Problems to solve:
1. In the passage about Queens of the Stone Age, what name did Josh Homme give to the band's early sound?
2. Extend the passage about Queens of the Stone Age, picking up right after its final sentence.

Supplied passage:

• • • • •

I should hate this. Easy listening covers of hard rock songs. Hard rock covers of dance songs. Dance covers of jazz standards. Urrgh. Any sense of joy and discovery and emotional connection gets flattened by the concept, by the unspoken attitude behind the project, which is always one of three mindsets: Look how good this music would be if it adhered to our aesthetic norms (the impulse behind Travis’s Britney cover and Alien Ant Farm’s Smooth Criminal); Look how clever I am, that I can take a song in that style and play it in this style (the impulse behind this); or Look at me and my funny arrangements of pop songs (Richard Cheese and so on).

When the Queens of the Stone Age started, they derived their effect from playing repetitive riffs at punishing volume (and I do mean punishing – no other gig I’ve seen has come close to the eardrum-shattering, stomach-churning volume of QOTSA back in 2001, although I’ve never seen MBV or Dinosaur Jr), creating a sort of heavy metal version of Kraftwerk – robot rock, as Josh Homme called it.

But even by the time of second album Rated R, they were moving away from that. It became clear to Homme, I think, that the band’s real power lay in the distance between the aggression of the music and his calm, clean, disconnected-sounding vocals. Homme doesn’t shout hoarsely and passionately. He sings calmly, in rather a high-pitched voice, while the band around him batter their instruments senseless. That tension lies at the heart of all their great early songs: Regular John, Mexicola, The Lost Art of Keeping a Secret, Better Living Through Chemistry, In the Fade (although Lanegan is Homme’s proxy on that one) and No One Knows. During Nick Oliveri’s time with the band, his gonzo vocal performances were effective because of their contrast with Homme’s reigned-in style; without Homme’s blankness to play off, they’d have simply been ludicrous (and as it is they’re still pretty silly).

• • • • •

(Entries taken from a collection)

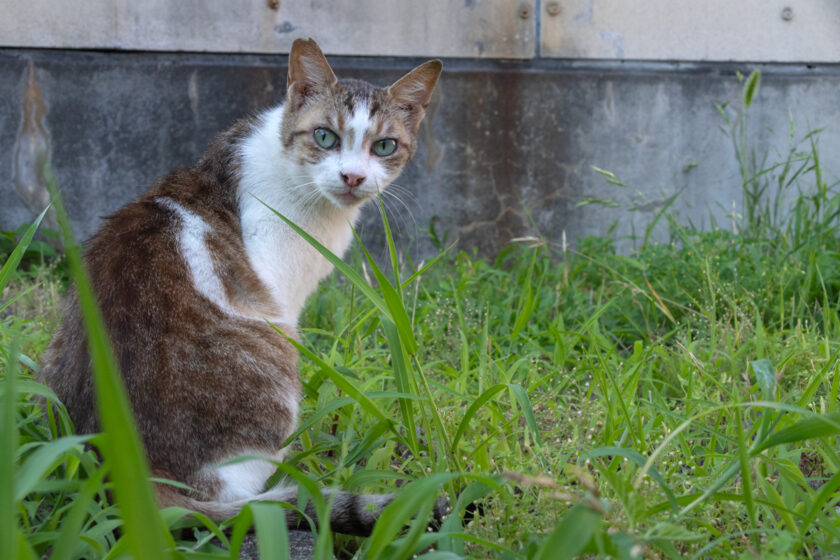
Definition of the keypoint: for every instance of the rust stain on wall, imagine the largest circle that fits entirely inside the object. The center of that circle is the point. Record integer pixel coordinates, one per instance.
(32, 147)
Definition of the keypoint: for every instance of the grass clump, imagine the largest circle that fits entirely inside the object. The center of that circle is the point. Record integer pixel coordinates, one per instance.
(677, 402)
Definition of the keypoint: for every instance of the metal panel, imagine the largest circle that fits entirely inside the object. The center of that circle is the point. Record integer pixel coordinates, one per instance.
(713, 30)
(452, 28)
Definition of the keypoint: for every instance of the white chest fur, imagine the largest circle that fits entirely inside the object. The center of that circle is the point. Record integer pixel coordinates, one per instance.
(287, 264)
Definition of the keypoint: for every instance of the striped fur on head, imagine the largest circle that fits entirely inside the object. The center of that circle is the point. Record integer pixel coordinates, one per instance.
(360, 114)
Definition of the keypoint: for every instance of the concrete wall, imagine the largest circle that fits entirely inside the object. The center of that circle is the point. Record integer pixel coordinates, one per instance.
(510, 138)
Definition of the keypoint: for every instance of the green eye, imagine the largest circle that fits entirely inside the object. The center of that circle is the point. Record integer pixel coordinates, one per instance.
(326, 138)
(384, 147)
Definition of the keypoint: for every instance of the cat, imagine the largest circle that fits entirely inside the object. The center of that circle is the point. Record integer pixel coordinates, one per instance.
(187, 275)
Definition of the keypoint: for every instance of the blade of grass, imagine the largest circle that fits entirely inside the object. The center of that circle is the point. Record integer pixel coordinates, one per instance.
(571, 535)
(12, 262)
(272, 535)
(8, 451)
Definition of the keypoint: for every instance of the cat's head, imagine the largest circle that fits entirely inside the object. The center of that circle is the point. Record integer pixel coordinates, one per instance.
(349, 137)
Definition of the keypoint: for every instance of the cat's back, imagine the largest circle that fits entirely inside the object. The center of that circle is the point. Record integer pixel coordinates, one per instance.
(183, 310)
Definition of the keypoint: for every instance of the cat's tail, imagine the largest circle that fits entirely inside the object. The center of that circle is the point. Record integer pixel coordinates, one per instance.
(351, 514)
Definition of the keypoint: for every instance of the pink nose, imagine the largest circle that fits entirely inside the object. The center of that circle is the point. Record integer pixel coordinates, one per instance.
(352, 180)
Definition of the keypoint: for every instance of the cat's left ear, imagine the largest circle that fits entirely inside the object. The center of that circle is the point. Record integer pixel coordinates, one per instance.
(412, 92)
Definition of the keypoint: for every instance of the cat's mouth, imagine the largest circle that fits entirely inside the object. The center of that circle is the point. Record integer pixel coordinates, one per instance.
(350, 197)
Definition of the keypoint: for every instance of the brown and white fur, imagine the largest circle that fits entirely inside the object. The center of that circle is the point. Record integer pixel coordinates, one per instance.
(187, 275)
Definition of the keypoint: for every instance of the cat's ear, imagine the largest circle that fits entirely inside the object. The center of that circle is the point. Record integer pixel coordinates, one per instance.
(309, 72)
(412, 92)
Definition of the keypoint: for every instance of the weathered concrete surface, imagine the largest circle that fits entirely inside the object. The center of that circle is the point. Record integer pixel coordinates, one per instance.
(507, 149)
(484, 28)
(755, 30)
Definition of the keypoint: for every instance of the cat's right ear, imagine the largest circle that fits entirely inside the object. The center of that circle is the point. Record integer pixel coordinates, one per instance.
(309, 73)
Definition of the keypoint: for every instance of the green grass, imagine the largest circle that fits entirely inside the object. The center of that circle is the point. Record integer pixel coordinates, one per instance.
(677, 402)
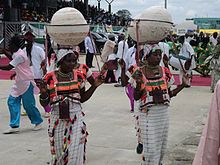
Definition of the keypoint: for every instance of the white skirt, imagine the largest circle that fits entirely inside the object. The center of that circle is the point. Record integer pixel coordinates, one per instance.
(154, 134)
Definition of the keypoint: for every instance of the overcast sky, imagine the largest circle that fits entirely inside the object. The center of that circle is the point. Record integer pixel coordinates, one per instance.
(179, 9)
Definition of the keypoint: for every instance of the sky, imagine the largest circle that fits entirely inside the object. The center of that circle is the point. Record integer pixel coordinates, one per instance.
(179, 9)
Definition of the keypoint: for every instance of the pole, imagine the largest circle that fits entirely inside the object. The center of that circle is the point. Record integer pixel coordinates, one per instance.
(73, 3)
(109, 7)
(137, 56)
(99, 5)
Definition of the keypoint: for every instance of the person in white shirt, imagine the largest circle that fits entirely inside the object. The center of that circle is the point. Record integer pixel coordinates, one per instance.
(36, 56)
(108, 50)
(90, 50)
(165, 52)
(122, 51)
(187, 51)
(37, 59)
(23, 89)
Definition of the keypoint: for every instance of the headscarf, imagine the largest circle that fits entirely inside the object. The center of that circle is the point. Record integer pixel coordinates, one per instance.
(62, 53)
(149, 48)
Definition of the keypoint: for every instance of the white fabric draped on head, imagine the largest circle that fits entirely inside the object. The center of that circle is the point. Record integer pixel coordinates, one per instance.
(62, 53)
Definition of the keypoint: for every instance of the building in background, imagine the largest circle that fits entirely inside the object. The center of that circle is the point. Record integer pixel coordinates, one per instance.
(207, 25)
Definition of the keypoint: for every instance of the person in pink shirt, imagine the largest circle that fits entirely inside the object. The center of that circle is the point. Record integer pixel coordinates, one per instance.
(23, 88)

• • • • •

Responses to the tasks:
1. Robot rock.

2.
There’s no need to remake a QOTSA record where the music sounds as disconnected, as lifeless, as the vocal. Or, if you are going to make elevator-music backing tracks, get powerful, sweaty voices to sing the songs. Get, I don’t know, Tina Turner or someone, to stamp and bellow her way through them. Get Tom Jones to come over and roar the songs like an enraged Old Testament prophet.

And yet… I like this. I shouldn’t. On paper it shouldn’t work. I shouldn’t just dislike it; I should hate it. This sort of thing never works as real music. And yet it, on this occasion, it does. Olivier Libaux, the French songwriter behind Les Objets Bain and Nouvelle Vague (who have done the same in the past to the Talking Heads), has made a full record of this stuff, with a parade of guest singers: the Bird & the Bee singer Inara George (daughter of Lowell George from Little Feat) on No One Knows, plus Susan Dillane from Woodbine, Ambrosia Parsley from Shivaree, Skye from Morcheeba and so on. Since all the singers give similar performances, with no real outliers in tone or approach, there’s more than a whiff of markets being targeted; get a guest singer and you can sell your record to that singer’s fanbase; get 10 guest singers… There’s more than a whiff of cynicism about the whole enterprise, and still I can’t bring myself to hate the damn thing.

It’s a strange feeling to like a record that seems to have been designed specifically to annoy you. Yet here it is, and while I’m certain I couldn’t stand a whole album of it, I do like it. I’d tell you why, but I honestly can’t.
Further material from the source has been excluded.